Problem -
Leave out any pictures and transcribe all other data below exactly.

Supplied entries -

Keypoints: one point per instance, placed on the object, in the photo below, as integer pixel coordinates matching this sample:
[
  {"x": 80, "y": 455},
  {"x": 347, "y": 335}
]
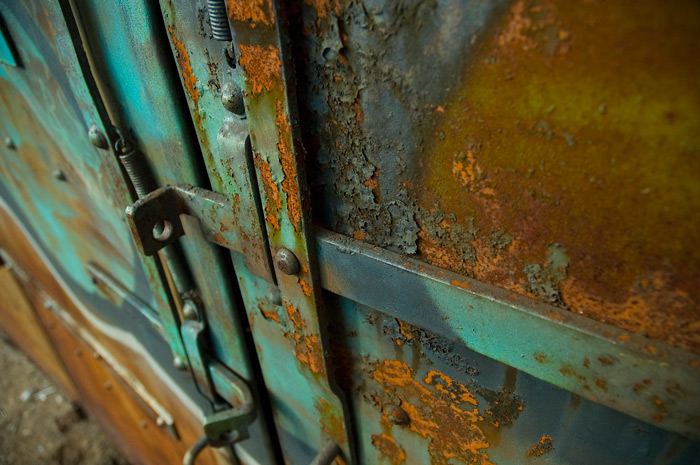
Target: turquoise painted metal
[{"x": 384, "y": 231}]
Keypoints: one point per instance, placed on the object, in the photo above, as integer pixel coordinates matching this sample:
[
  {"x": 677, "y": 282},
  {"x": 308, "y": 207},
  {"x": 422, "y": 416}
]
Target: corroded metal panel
[{"x": 548, "y": 147}]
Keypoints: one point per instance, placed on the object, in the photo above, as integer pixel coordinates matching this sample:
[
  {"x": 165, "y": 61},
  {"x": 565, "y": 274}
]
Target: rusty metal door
[{"x": 444, "y": 232}]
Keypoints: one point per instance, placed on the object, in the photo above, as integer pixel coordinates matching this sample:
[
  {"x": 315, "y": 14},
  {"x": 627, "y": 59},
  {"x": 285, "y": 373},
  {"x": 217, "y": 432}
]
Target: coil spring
[
  {"x": 135, "y": 166},
  {"x": 218, "y": 19}
]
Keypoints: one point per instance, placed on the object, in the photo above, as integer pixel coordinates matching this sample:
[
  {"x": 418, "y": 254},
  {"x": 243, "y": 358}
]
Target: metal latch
[
  {"x": 155, "y": 222},
  {"x": 231, "y": 395}
]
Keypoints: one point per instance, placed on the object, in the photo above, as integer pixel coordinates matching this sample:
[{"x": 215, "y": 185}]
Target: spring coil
[
  {"x": 135, "y": 167},
  {"x": 218, "y": 19}
]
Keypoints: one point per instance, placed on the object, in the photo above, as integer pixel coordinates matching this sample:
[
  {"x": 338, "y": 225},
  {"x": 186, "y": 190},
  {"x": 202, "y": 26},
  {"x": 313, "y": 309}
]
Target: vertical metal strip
[
  {"x": 268, "y": 90},
  {"x": 76, "y": 62}
]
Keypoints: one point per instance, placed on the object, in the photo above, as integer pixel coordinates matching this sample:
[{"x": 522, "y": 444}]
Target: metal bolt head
[
  {"x": 232, "y": 98},
  {"x": 189, "y": 310},
  {"x": 179, "y": 363},
  {"x": 397, "y": 415},
  {"x": 286, "y": 261},
  {"x": 97, "y": 138}
]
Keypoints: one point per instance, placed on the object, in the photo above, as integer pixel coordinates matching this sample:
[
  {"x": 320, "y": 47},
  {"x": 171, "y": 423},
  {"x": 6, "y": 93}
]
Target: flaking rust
[
  {"x": 307, "y": 348},
  {"x": 183, "y": 59},
  {"x": 389, "y": 448},
  {"x": 263, "y": 67},
  {"x": 441, "y": 410},
  {"x": 274, "y": 203},
  {"x": 533, "y": 147},
  {"x": 255, "y": 11},
  {"x": 289, "y": 183}
]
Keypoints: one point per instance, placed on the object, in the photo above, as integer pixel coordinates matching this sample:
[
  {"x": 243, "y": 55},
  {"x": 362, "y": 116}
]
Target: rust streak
[
  {"x": 545, "y": 445},
  {"x": 306, "y": 287},
  {"x": 255, "y": 11},
  {"x": 289, "y": 183},
  {"x": 263, "y": 67},
  {"x": 273, "y": 202},
  {"x": 183, "y": 60},
  {"x": 438, "y": 414},
  {"x": 388, "y": 447}
]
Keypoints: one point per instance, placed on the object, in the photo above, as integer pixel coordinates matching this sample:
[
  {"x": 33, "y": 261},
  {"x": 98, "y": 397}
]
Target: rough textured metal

Solution -
Keypoints: one point per instance, placed on the object, in the photo below, as integer pixel coordinates matching this sample:
[
  {"x": 80, "y": 455},
  {"x": 347, "y": 335}
]
Target: turquoise painted metal
[{"x": 384, "y": 231}]
Keypoints: one point per instance, placed on the object, in the photo above, as integer pixel coordinates matching this sample:
[
  {"x": 677, "y": 282},
  {"x": 308, "y": 207},
  {"x": 422, "y": 416}
]
Target: corroded metal panel
[{"x": 548, "y": 147}]
Keypoints: one point per instance, placed on the object, in the photo above, as integer pixel coordinates matching this sample:
[
  {"x": 165, "y": 61},
  {"x": 565, "y": 274}
]
Target: rusty metal door
[{"x": 444, "y": 232}]
Keypoints: one point per instance, placed on the object, in the photo above, as integer pixel coordinates matching this sample:
[
  {"x": 315, "y": 14},
  {"x": 627, "y": 59},
  {"x": 285, "y": 373},
  {"x": 217, "y": 432}
]
Target: coil spring
[
  {"x": 135, "y": 166},
  {"x": 218, "y": 19}
]
Keypoints: one point per instance, placed on the object, in the photo above, as integer pixel coordinates matching this sample:
[
  {"x": 418, "y": 254},
  {"x": 243, "y": 358}
]
Target: metal latch
[
  {"x": 155, "y": 222},
  {"x": 231, "y": 395}
]
Keypoints: one point per instance, placed on the object, in the photo above, as integer pixel coordinates matching this sample:
[{"x": 215, "y": 185}]
Target: spring coil
[
  {"x": 135, "y": 167},
  {"x": 218, "y": 19}
]
Keypoints: one point per instance, placed on the object, in the photo above, as integer pixel coordinates matching this sample:
[
  {"x": 338, "y": 225},
  {"x": 186, "y": 190},
  {"x": 202, "y": 26},
  {"x": 313, "y": 309}
]
Target: vertical metal strip
[
  {"x": 268, "y": 90},
  {"x": 76, "y": 62}
]
Keypoints: one point per instance, placed on the object, in the photo above, as integer pixel coordinates matching this sample:
[{"x": 522, "y": 444}]
Target: metal bolt head
[
  {"x": 232, "y": 98},
  {"x": 189, "y": 310},
  {"x": 179, "y": 363},
  {"x": 397, "y": 415},
  {"x": 286, "y": 261},
  {"x": 97, "y": 138}
]
Keypoints: one point per instance, placed on the object, in the photo above, as integer pixel coordinates matching this sample:
[
  {"x": 320, "y": 47},
  {"x": 171, "y": 423},
  {"x": 6, "y": 93}
]
Target: flaking rust
[
  {"x": 307, "y": 348},
  {"x": 183, "y": 59},
  {"x": 389, "y": 448},
  {"x": 263, "y": 67},
  {"x": 441, "y": 410},
  {"x": 274, "y": 203},
  {"x": 533, "y": 147},
  {"x": 255, "y": 11},
  {"x": 289, "y": 183}
]
Keypoints: one point per instance, placed on the object, in the photo above, as integer pixel coordinates matching this sample:
[
  {"x": 243, "y": 55},
  {"x": 362, "y": 116}
]
Target: rust streak
[
  {"x": 545, "y": 445},
  {"x": 306, "y": 287},
  {"x": 255, "y": 11},
  {"x": 289, "y": 183},
  {"x": 263, "y": 67},
  {"x": 273, "y": 202},
  {"x": 183, "y": 60},
  {"x": 438, "y": 414},
  {"x": 388, "y": 447}
]
Keypoints: one point per instance, placed on the object, in the photo above, as integer pixel coordinates matching this sample:
[
  {"x": 33, "y": 261},
  {"x": 98, "y": 397}
]
Target: rough textured metal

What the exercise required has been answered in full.